**Selected extract**
####
Testing predictions of the bargaining model
The bargaining model predicts that the birds vary a key graded signal as a function of their distance from the center of the territory. As mentioned earlier, the results of our analysis of escalation rules identified a graded signal, song-type diversity, as a plausible measure of the motivation to defend the boundary. To determine whether this signal varies with distance from the territorial center, we constructed a large data set containing all of the songs sung in the Pre, During, and Post phases of all focal dyad interactions for all birds and days (n = 13,517). For each song delivered from a known flag position, we scored song type, start time, song-type diversity over the previous 8 songs, current distance between the birds, and distance of the bird from the center of his territory (the territory center was computed as the mean of all flag GPS locations). We omitted songs sung before 05:30h (to remove the influence of high-diversity dawn chorusing), and we also omitted songs sung within a core area of 20 m from the center (to remove songs directed toward the female). We ran a standard ANCOVA with song-type diversity as the dependent variable and distance from the center, birdID, and the birdID × distance interaction terms as fixed independent variables. Because low song-type diversity indicates high motivation, a positive correlation between diversity and distance would support the bargaining model.
The bargaining model also predicts some differences in singing behavior between neighbors with overlapping territorial boundaries compared with neighbors with nonoverlapping boundaries. More distant neighbors are predicted to bluff, so the slope of their song-type diversity versus distance relationship should be flatter or negative compared with closer, honest-signaling neighbors. Therefore, we extracted the slopes of distance versus song-type diversity for each bird with each neighbor (beta coefficient estimates of the birdID × distance interaction term in the ANCOVA analysis earlier) and constructed a slope data set (n = 28). This data set also included percent instigator (percent interactions in which the focal bird was the instigator), the focal bird’s breeding stage (Ct = courting, including nest building and laying; Inc = incubating; and Prov = provisioning nestlings or fledglings), and categorical territorial overlap between the 2 neighbors (Ov = overlapping flag polygons, Ab = abutting polygons, and Ga = gap of 15 m or more). With a multiple regression analysis, we tested whether percent instigator, breeding stage, and/or territorial overlap predicted the song-type diversity–distance slope.
####
[Rows from a pointing dataset]
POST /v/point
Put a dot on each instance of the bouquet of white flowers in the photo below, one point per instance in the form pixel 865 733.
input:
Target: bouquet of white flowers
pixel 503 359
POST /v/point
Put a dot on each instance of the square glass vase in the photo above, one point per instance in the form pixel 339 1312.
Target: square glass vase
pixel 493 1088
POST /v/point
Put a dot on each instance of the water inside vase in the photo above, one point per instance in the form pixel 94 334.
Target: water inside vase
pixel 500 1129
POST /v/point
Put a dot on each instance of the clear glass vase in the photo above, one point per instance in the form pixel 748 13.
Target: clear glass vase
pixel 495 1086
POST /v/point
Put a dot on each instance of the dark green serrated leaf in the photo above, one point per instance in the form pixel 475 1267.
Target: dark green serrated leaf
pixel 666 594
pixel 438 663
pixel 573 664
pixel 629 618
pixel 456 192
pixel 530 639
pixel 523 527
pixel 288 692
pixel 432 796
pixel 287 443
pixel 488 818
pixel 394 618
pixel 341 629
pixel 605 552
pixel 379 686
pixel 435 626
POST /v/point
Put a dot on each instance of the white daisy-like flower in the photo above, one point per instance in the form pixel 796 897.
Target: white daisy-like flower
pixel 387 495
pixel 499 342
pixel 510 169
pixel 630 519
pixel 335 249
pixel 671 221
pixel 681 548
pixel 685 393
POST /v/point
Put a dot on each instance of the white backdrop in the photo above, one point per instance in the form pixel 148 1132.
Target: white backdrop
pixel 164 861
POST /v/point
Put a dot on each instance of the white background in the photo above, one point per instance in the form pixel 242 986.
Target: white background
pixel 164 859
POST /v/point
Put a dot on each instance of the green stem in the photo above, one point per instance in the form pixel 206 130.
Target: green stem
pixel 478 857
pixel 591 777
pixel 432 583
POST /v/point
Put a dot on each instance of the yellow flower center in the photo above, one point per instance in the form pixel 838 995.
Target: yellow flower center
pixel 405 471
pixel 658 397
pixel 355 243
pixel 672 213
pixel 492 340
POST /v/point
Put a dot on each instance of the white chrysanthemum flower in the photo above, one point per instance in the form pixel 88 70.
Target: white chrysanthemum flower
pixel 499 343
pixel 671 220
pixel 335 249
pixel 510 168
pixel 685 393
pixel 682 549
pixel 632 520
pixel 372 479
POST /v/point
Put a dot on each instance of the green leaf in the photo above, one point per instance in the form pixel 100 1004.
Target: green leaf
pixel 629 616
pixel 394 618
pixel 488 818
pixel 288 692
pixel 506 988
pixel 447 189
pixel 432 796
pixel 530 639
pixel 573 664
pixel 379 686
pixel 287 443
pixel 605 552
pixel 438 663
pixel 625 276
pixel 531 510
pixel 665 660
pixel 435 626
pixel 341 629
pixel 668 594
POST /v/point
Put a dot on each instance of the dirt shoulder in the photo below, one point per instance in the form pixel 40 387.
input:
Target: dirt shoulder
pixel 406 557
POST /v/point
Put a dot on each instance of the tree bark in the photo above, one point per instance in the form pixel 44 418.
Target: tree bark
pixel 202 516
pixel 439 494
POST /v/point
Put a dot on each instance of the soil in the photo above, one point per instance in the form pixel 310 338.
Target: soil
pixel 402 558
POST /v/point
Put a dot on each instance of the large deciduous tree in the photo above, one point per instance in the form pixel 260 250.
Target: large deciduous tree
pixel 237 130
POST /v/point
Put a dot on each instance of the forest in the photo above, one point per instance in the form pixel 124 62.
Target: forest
####
Pick up the passage on testing the bargaining model's predictions about song-type diversity and continue it from the point where it stops. The records play no part in what comes next.

**Exercise answer**
Finally, if the bargaining model applies, neighbors that have resolved their boundary position should signal with fairly equal motivational intensity when they approach their joint boundary; that is, the asymmetry in song-type diversity during contests should be low, compared with neighbors that are interacting aggressively at different locations within the overlap zone to find the point of equal motivation. To test this prediction, we used the During phase asymmetry in song-type diversity from the sequential assessment analyses described in the previous section, ran a 1-way Anova analysis on diversity asymmetry versus categorical territorial overlap as defined earlier, and included dyadID as a random variable.
All statistical analyses were performed with JMP Pro 10.0.2 (JMP® 2012). We used P = 0.05 as our criterion for significance. Means ± SEM are reported in the text for simple comparisons, and least-squared means ± SE error bars are presented in the graphical results emerging from multivariate analyses.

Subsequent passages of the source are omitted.